SHORT PROBLEM — Revise all of the records below by replacing "Drop one marker per instance" with "Place a single point on each instance" wherever it occurs, and change nothing else. Leave the pictures out of your answer.

Recorded data

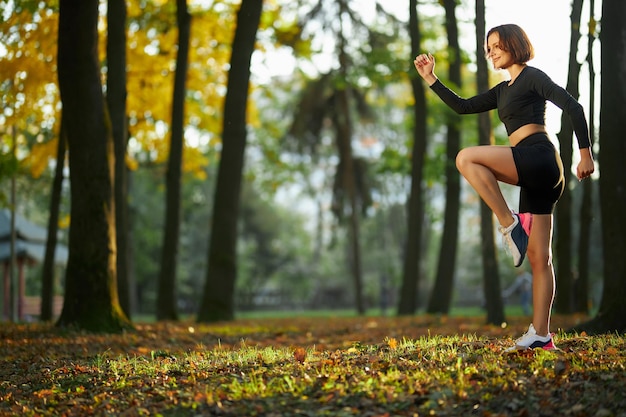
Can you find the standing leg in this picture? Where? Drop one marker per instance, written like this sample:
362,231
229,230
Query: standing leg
540,258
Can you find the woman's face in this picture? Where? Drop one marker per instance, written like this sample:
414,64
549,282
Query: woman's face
499,58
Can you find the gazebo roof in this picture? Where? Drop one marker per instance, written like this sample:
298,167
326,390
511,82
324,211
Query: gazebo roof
26,230
30,240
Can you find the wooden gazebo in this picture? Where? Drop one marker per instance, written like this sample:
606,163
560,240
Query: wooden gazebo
29,248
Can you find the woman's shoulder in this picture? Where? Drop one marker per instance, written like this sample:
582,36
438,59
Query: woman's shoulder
535,72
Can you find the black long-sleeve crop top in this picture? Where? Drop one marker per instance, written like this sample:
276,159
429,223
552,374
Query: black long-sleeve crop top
521,103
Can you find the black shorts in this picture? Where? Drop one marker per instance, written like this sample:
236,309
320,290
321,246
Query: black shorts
540,173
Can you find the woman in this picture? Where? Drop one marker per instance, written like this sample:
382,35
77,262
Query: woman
530,162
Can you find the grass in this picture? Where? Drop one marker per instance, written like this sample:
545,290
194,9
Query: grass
310,366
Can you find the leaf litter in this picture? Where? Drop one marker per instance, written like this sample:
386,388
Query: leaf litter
335,366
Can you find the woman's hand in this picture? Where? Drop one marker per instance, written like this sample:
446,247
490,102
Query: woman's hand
425,66
586,166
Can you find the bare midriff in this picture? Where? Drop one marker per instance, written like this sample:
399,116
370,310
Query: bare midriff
525,131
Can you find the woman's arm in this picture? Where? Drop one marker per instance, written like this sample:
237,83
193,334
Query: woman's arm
425,66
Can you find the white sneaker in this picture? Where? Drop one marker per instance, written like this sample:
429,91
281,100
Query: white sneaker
531,340
516,239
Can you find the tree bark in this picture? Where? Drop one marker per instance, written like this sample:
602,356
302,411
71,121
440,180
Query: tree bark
47,284
611,316
564,302
218,296
166,297
441,296
91,301
491,276
409,290
116,104
586,215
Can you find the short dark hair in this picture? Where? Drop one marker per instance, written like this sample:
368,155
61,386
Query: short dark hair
514,40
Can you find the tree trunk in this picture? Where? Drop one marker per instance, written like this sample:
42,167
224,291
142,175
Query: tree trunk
116,103
564,302
166,298
218,296
586,215
47,284
413,249
441,296
611,315
343,128
491,276
91,301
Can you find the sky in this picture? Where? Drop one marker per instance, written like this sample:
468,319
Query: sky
547,23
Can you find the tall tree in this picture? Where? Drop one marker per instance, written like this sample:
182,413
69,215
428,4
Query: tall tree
218,295
563,221
441,296
342,121
91,301
491,276
413,252
611,315
581,283
116,104
166,297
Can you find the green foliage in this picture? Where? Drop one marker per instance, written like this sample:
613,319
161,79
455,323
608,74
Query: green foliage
308,366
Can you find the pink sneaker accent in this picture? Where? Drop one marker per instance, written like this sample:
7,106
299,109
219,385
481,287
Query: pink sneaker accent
527,221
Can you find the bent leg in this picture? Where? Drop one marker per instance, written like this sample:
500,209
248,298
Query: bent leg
483,167
540,257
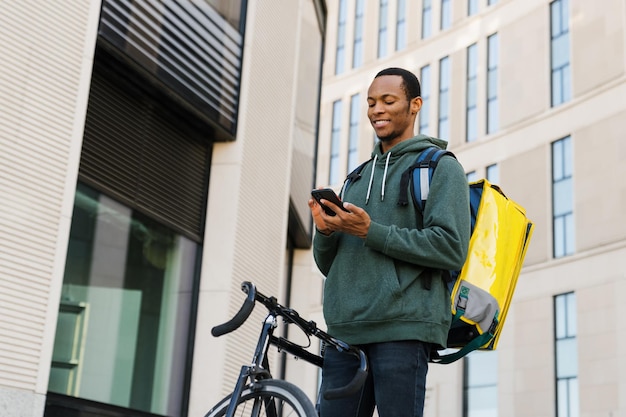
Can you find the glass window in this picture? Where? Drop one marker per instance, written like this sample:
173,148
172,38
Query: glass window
444,97
401,26
446,14
383,28
472,7
481,384
493,122
471,111
427,17
566,361
562,198
425,110
560,52
353,140
357,57
125,308
340,53
335,140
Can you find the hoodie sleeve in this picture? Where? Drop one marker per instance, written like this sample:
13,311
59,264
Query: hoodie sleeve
443,241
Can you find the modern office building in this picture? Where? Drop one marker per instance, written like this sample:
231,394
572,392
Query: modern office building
529,94
153,155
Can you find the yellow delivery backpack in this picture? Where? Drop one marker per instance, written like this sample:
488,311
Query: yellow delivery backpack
482,290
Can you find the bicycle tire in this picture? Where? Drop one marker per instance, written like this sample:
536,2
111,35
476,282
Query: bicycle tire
286,397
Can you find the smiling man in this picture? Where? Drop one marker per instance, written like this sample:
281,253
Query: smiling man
383,261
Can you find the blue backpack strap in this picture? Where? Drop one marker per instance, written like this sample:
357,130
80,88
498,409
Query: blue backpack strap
420,174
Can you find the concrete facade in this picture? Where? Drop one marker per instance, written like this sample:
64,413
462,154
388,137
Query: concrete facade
521,148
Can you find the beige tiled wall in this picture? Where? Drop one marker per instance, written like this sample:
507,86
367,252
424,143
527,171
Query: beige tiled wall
44,84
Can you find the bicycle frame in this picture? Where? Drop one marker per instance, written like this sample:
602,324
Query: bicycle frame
259,368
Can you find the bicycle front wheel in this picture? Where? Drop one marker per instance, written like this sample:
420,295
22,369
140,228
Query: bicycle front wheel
271,398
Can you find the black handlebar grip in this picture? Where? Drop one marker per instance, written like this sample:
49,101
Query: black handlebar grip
242,314
352,387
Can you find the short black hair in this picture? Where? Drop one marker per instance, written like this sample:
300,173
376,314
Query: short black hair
410,83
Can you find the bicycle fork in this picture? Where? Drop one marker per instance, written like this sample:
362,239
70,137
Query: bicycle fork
259,368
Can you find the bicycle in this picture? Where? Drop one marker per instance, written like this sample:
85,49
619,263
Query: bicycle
264,395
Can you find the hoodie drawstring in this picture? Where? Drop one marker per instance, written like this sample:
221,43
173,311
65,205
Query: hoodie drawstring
369,186
382,188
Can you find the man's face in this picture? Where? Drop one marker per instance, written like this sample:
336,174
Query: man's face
391,115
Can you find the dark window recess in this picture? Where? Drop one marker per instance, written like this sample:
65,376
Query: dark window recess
138,150
188,47
58,405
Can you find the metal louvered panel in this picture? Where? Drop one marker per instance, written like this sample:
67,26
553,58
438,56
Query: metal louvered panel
186,45
134,148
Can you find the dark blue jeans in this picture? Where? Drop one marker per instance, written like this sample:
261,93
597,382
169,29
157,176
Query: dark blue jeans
396,383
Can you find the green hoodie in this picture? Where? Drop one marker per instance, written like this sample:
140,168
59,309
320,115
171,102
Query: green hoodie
390,286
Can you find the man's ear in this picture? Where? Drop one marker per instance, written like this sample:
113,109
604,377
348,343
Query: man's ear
416,105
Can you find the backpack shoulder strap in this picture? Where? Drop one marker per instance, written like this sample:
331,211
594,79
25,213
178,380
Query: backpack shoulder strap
355,175
420,174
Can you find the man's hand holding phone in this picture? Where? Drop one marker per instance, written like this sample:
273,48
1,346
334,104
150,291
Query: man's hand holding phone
329,195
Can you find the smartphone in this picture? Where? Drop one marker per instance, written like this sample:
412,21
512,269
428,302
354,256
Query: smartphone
327,194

SOLUTION —
Can you find the standing leg in this picture? Where? Place a single point on each instance, written like this sample:
362,231
229,230
Query: standing leg
540,258
Can you find the woman's face in this picture? Where? Place a single point on each instance, written like this sample:
414,64
549,282
Query: woman's face
499,58
Can you find the gazebo roof in this picture? Where? Place a single point on each instance, written like this sample:
298,167
326,390
511,82
324,211
Query: gazebo roof
26,230
30,240
Can you find the wooden gazebo in this picture? Where? Place a single point on each instance, written like this sample:
606,163
560,240
Query: wooden gazebo
29,248
Can you find the woman's shoulder in this picture? Where? Place a single point on each instance, written like this sample:
582,36
438,59
Query: woman's shoulder
535,72
Can you find the black long-sleeve crop top in this picture? Where? Place a single point on each instance, written like this sample:
276,159
429,223
552,374
Query: black long-sleeve crop top
521,103
Can you find the black shorts in this picture? Where? Place a single point on each instance, written like this sample:
236,309
320,290
321,246
Query: black shorts
540,173
Can you find the woman in this picture? Where? Place a single point on each instance, written like this sample:
382,35
77,262
Query: woman
530,162
Can you find the grass in this picture? Where? Place a single point on each instance, written like this sample:
545,290
194,9
Query: grass
310,366
Can you find the leaf litter in this picture? Where? Place a single point on each instance, written like this sample:
386,388
Query: leaf litter
335,366
Can you find the woman's hand in this picture? Where? Place a single point on each instance, written like this sample:
446,247
490,102
Query: woman's hand
425,66
586,166
Can you find the bare midriff in this picture? Where? Place a single point on each instance, written like this sample:
399,116
370,310
Query: bare midriff
525,131
Can you find the woman's arm in this picture? Where? Place a single point on each instance, written like this sample:
237,83
193,334
Query: woman's arm
425,66
Can you find the white sneaker in this picture? Where? Place a single point on each instance, written like this sample:
429,91
281,100
Query: white sneaker
531,340
516,239
Can you find the tree bark in this picture? Where? Place a single point on each instance, written like this sample:
602,356
302,411
71,121
440,180
Query: tree bark
47,284
611,316
564,302
218,296
166,297
441,296
91,301
491,276
409,290
116,104
586,215
Can you find the short dark hair in this picture? Where? Place a single point on each instance, written like this sample:
368,155
61,386
Query: short dark hair
514,40
Can you find the tree trunk in this picture? Where? Place a single point on each instance, written like this sample:
42,167
224,291
142,175
Query: tree trunk
116,103
564,302
166,298
218,296
586,215
47,284
413,249
441,296
611,315
343,128
491,276
91,301
Can you find the sky in this picture? Where? Place a single point on each instance, written like this sample:
468,319
Query: sky
547,23
Can you find the tall tree in this picture? Where? Place a single point on each instance, written like this sample:
182,413
69,215
428,4
Query: tall tree
218,295
563,221
441,296
342,121
91,301
491,276
413,252
611,315
581,283
116,104
166,297
Can you find the green foliage in this picture? Where? Place a single point on each instance, written like this sample:
613,319
161,79
455,323
608,74
Query: green foliage
308,366
Can you find the pink sneaker accent in this picture? Where? Place a single point on each instance, written like this sample:
7,106
299,109
219,385
481,287
Query: pink sneaker accent
527,221
Can you find the bent leg in this picture? Where? Place a single point on each instance, written like this sample:
500,209
248,298
Query: bent leg
483,167
540,257
Can you find the glass window in this picture? Where? Place a single point on each instance, written like this sample:
173,148
172,38
Query: glass window
444,97
401,26
446,14
383,28
472,7
481,384
493,122
471,111
427,17
566,361
562,198
425,110
560,52
353,140
357,57
125,308
340,53
335,140
Can you find the hoodie sleeve in this picture? Where? Place a single point on each instance, written like this sample:
13,311
59,264
Query: hoodie sleeve
443,241
Can you find the modern office building in this picture? Where? Place a single point on each instance, written like this sample:
231,394
572,392
Query: modern office building
529,94
153,155
Can you find the yellow delivery backpack in this picture? Where? Place a single point on each instance, written like this sample:
488,311
Query: yellow delivery backpack
482,290
Can you find the bicycle tire in this picture? Where? Place a single point on each instance, written like this sample:
536,2
111,35
476,282
Query: bicycle tire
286,397
Can you find the smiling man in this picture? Where? Place a single point on each instance, written like this sample:
281,253
Query: smiling man
383,261
Can you find the blue backpack strap in this picture? Where? Place a single point on each instance, written like this sample:
357,130
80,88
498,409
Query: blue backpack strap
420,174
Can you find the concrete facade in this picture? Where? Place a single point on each instance, written like this sample:
64,413
462,154
388,137
Query: concrete facade
521,148
Can you find the beige tiled wall in this picture? Where? Place a single point on each instance, written like this sample:
507,86
367,252
424,143
527,171
Query: beige tiled wall
44,84
Can you find the bicycle frame in this picture? Where? Place a single point on each instance, written like this sample:
602,324
Query: bicycle frame
259,368
Can you find the bicycle front wheel in this picture? Where? Place a single point on each instance, written like this sample:
420,295
22,369
140,228
Query: bicycle front wheel
271,398
Can you find the black handlebar grip in this picture? Where? Place a single point on each instance, written like this sample:
49,101
Query: black handlebar grip
242,314
352,387
Can you find the short black hair in this picture? Where? Place a single point on each instance, written like this sample:
300,173
376,314
Query: short black hair
410,83
Can you find the bicycle fork in this picture? Where? Place a single point on each instance, written like this sample:
362,239
70,137
Query: bicycle fork
259,368
Can you find the bicycle in this picture? Where? Place a single point on each instance, written like this sample:
85,49
619,263
Query: bicycle
264,395
Can you find the hoodie drawstring in this picture? Where? Place a single point on each instance, written like this sample:
221,43
173,311
65,205
Query: hoodie drawstring
369,186
382,188
Can you find the man's face in this picture? Where? Place a single point on each instance, written like this sample:
336,174
Query: man's face
391,115
Can you find the dark window recess in this picture? Where? Place a single point on each instance, written like this sample:
65,376
Query: dark window recess
138,150
188,47
58,405
Can you find the metal louvered panel in this picture? Where? Place a single point on each instance, written like this sample:
67,26
553,58
438,56
Query: metal louvered panel
186,45
134,148
Can you find the dark blue jeans in this picture? Where? Place a single point on each instance, written like this sample:
261,93
597,382
169,29
157,176
Query: dark blue jeans
396,383
Can you find the green hoodie in this picture? Where? Place a single point on each instance, written like this sample:
140,168
59,309
320,115
171,102
Query: green hoodie
390,286
Can you find the man's ear in this picture? Where? Place a single point on each instance, written like this sample:
113,109
604,377
348,343
Query: man's ear
416,105
Can you find the backpack shoulder strap in this picture? Where? Place a single point on each instance, written like this sample:
331,211
594,79
25,213
178,380
Query: backpack shoulder strap
355,175
420,174
Can you find the man's hand holding phone in this picture? Where? Place a single point on each instance, written like this sample:
273,48
1,346
334,104
150,291
Query: man's hand holding phone
329,195
Can you find the smartphone in this picture? Where? Place a single point on each instance, written like this sample:
412,21
512,269
428,302
354,256
Query: smartphone
327,194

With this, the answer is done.